··· Record set

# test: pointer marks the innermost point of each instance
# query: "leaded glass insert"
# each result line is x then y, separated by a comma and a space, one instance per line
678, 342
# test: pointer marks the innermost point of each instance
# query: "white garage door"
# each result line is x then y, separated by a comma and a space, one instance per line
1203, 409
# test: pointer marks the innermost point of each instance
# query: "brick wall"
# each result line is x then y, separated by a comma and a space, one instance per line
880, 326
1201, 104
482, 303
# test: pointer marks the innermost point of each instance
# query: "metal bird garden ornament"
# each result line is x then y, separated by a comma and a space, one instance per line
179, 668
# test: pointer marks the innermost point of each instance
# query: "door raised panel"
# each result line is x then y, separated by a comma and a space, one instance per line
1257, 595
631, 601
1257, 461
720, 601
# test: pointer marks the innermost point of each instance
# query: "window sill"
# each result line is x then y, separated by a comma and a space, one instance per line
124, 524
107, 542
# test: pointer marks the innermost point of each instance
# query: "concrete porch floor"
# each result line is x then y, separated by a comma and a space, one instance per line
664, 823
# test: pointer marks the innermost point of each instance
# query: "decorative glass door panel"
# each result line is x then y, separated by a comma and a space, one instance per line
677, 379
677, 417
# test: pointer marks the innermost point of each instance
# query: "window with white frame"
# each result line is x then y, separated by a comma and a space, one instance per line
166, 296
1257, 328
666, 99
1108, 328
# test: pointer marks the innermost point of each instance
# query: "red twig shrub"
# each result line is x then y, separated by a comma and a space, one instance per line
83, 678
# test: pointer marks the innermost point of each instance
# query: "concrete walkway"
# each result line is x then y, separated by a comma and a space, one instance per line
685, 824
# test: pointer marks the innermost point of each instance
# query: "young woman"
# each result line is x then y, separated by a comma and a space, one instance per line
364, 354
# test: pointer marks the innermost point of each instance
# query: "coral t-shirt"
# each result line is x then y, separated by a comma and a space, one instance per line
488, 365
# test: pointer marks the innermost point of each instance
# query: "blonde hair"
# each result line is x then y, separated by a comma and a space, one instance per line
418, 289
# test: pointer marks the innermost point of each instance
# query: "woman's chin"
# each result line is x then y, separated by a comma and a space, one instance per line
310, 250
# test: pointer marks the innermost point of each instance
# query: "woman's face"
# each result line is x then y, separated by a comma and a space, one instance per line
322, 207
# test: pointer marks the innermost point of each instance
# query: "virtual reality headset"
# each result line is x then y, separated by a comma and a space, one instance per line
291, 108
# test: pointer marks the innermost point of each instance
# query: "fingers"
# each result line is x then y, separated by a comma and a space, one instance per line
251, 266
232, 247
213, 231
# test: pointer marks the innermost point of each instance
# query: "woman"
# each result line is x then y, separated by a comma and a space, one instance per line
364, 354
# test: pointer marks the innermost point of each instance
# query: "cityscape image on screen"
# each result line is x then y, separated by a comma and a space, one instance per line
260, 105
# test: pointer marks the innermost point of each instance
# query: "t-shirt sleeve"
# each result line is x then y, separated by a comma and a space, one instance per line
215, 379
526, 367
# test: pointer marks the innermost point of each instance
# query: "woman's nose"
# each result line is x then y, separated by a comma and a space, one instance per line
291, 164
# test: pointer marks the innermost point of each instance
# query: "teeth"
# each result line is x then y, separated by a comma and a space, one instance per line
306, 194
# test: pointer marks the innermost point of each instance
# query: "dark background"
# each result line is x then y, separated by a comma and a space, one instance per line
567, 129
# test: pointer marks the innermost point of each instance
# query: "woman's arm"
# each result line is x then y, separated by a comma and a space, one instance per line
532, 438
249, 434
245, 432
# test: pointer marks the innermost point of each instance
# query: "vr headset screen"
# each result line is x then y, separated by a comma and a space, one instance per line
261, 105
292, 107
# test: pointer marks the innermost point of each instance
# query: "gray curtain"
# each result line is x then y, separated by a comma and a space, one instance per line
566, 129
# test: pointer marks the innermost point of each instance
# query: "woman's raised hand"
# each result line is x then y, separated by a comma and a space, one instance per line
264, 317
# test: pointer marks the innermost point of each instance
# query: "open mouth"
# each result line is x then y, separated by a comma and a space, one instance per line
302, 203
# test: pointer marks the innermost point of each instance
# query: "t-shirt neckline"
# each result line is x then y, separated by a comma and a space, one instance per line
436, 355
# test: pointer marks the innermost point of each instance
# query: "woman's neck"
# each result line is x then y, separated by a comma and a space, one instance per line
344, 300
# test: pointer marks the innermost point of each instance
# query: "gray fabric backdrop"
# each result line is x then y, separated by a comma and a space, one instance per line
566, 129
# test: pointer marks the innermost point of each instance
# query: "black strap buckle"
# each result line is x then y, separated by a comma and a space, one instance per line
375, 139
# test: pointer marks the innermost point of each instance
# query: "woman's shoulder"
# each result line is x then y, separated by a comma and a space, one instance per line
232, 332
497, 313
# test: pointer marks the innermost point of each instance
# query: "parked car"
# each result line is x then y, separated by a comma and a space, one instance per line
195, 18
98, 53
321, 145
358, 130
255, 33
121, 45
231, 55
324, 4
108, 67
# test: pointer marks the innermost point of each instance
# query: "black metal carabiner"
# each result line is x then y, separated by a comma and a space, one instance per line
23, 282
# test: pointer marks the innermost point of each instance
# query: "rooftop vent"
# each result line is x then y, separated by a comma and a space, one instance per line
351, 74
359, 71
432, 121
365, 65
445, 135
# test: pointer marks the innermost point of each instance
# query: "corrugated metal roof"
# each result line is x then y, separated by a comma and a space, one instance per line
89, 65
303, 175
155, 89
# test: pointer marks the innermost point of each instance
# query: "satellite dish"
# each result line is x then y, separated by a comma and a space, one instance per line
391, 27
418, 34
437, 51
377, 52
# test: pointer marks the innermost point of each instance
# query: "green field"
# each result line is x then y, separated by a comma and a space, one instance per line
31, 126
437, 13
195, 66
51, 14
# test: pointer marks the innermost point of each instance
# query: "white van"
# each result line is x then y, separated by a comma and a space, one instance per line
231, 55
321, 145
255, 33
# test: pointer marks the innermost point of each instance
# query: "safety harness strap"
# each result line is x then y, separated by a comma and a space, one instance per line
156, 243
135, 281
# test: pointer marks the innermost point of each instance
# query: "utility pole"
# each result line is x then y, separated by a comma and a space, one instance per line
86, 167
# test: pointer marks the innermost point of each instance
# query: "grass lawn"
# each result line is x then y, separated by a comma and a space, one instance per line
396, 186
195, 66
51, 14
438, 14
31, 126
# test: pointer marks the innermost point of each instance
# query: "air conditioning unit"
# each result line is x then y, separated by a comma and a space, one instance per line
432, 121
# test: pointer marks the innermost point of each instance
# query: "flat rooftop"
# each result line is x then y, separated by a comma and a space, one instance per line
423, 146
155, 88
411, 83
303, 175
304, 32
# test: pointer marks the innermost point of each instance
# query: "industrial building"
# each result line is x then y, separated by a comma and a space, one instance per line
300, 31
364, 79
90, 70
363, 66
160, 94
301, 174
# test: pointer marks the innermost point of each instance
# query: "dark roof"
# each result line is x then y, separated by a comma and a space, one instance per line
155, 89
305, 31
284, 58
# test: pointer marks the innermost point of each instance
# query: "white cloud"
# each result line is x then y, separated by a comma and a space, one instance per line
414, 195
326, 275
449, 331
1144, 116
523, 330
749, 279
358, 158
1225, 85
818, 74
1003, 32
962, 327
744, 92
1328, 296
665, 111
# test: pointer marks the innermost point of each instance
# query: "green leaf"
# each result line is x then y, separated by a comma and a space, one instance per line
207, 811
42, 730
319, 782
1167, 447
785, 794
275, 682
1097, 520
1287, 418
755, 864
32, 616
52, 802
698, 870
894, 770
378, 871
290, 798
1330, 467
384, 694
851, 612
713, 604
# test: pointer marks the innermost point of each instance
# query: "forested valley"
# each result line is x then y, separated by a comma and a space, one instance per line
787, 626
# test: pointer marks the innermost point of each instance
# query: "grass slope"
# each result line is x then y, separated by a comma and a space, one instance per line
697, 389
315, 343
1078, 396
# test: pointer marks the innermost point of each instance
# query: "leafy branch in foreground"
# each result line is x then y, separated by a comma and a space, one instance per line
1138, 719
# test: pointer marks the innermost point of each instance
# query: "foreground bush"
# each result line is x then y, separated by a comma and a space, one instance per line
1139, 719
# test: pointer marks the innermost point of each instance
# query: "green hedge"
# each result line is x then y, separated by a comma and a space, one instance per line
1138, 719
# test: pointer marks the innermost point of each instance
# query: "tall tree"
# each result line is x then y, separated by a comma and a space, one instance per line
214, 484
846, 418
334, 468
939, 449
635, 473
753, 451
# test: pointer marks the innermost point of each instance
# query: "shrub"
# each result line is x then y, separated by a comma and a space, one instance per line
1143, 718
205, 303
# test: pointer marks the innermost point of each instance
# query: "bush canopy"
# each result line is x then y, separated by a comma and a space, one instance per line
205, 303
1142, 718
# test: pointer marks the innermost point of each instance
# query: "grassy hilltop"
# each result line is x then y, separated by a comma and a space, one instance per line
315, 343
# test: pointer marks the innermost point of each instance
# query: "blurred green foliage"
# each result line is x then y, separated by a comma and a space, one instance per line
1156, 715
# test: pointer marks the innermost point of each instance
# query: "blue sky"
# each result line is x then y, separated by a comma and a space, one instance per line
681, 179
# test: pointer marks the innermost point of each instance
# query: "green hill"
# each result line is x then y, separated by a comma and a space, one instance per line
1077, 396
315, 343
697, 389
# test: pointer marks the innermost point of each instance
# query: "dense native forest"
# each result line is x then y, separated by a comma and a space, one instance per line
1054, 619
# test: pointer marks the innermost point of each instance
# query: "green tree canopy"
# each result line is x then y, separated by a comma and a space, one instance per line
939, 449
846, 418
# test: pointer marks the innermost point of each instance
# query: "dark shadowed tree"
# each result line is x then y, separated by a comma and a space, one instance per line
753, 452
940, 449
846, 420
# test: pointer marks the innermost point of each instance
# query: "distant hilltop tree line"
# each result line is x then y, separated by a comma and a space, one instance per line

······

§ What you have to do
The answer is a bare number: how many lines of the records contain the string "shirt"?

§ Written response
3